### [EXERCISE INSTRUCTIONS]
When you reach the line that contains "Each instance of the narrow", begin copying exactly and continue through the last line below. Do not copy pictures.

### [Point localization data]
^^^^^^^^^^^^^^^^

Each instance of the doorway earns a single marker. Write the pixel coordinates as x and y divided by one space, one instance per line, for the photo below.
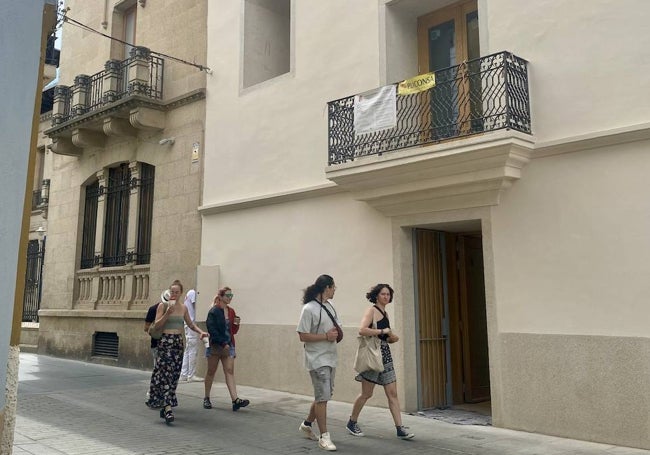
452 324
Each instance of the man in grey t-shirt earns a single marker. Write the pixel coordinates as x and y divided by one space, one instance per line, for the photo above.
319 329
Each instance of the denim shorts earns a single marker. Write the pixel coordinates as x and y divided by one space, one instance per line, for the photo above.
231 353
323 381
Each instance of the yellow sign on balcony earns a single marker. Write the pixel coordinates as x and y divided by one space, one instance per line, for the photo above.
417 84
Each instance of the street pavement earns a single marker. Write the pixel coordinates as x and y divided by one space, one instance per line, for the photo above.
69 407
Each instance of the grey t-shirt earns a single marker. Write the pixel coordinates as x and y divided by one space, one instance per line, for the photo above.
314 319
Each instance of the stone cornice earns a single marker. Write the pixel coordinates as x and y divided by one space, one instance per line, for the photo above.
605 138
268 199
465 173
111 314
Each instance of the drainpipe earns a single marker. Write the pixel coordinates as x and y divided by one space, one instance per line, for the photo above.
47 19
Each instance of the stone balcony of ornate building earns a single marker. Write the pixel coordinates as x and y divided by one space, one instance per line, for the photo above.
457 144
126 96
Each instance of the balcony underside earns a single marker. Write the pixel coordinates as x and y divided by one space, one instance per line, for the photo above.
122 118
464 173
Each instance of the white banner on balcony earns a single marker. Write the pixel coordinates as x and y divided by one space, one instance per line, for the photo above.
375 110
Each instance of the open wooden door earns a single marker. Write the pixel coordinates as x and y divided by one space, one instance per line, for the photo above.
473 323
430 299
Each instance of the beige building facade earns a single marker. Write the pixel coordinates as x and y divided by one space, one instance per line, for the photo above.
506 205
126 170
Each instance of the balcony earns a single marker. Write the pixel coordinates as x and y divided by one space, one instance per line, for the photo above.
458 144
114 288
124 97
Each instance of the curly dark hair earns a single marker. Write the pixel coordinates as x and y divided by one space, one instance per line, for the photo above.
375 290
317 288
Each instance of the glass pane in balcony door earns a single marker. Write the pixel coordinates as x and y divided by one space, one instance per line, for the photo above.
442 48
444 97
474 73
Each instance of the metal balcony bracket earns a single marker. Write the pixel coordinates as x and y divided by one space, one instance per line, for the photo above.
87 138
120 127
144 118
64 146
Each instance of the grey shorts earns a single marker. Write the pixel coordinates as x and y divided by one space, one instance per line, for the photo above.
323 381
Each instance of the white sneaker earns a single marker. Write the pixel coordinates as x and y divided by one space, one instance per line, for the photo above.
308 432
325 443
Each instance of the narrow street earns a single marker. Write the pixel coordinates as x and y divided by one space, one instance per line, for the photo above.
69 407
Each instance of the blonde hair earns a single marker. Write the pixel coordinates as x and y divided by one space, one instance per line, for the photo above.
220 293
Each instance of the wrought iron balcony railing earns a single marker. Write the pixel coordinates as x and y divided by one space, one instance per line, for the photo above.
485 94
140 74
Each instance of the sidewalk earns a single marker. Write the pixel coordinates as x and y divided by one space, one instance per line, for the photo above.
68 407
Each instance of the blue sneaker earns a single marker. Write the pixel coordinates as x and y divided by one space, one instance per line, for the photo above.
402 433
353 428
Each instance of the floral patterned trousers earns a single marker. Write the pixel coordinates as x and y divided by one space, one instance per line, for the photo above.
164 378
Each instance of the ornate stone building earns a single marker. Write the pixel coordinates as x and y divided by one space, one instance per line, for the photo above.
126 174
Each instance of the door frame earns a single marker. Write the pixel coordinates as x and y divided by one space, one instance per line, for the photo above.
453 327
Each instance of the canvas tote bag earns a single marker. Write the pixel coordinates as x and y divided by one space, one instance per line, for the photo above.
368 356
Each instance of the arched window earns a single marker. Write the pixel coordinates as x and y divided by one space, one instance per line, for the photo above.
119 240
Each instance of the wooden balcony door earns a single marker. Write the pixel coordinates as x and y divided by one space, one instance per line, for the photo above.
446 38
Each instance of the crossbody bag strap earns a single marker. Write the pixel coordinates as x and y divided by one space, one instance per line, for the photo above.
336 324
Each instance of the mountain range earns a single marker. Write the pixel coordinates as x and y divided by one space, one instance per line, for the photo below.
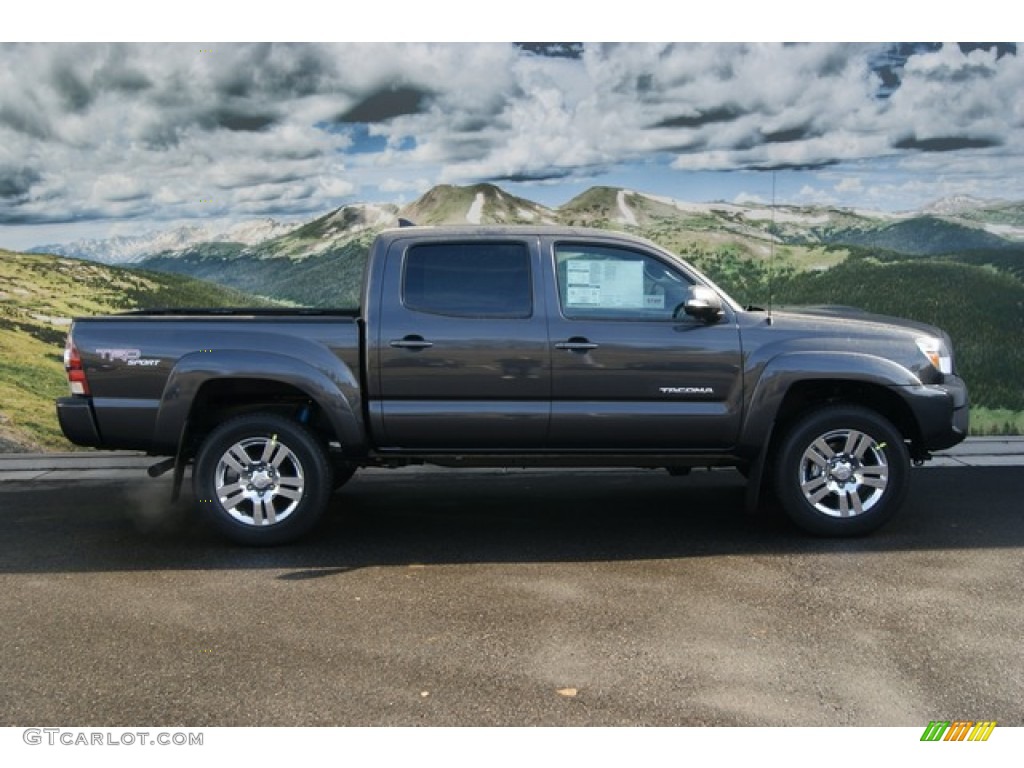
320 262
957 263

^^^^^^^^^^^^^^^^

### [ANSWER TO THIS EXERCISE]
Each instance of the narrow street earns a single marker. Write the pixel coordinates as x and y divided by one space, one instance per line, for the photo above.
69 407
Each instance of the blonde hair earns a single marker. Write the pixel coordinates as x and y divided by one space, one instance per line, for the photo above.
220 293
Each instance of the wrought iron balcony railing earns a single marker. Write the pixel coordinates as x and y divided by one space, one instance per line, for the photo above.
485 94
140 74
Each instance of the sidewalk earns a single marker. Write the pixel coordinates as x and y divided by one space, one instance per line, for the photo above.
68 407
Each instance of the blue sneaker earns a single marker. Write the pixel coordinates as x and y divided by one space, one instance per line, for the photo above.
402 433
353 428
Each instance of the floral patterned trousers earns a single marker. Write the pixel coordinates as x and y divided by one space, one instance per line, for the photo above.
164 378
Each instance of the ornate stone building earns a single marker. Write the pixel coordinates as x and y divided by one space, one instance per line, for the photo above.
126 174
Each instance of the door frame earns a single marker. Write the pixel coordinates as x and y divided by one space, one instance per line, for the photo above.
453 327
Each instance of the canvas tote bag earns a single marker. Write the pixel coordinates as x and y divided by one space, one instance per line, for the photo above.
368 356
Each instance of the arched window earns a single marker. Write the pixel coordinates as x and y divided by one space, one instance per line, for the photo above.
119 240
Each instance of the wooden balcony door earns a single marker. Write the pixel coordinates as x and y divided by one space, one instance per line, for the photo above.
446 38
Each instance of the crossbody bag strap earns a single marker. Write the pixel coordinates as x and y divided by one space, one instance per line, for the photo above.
336 324
Each instance of the mountain range earns a single marker. Write the pixel coordinates as x and y divided by one space, one instance per line, for the photo below.
320 262
957 263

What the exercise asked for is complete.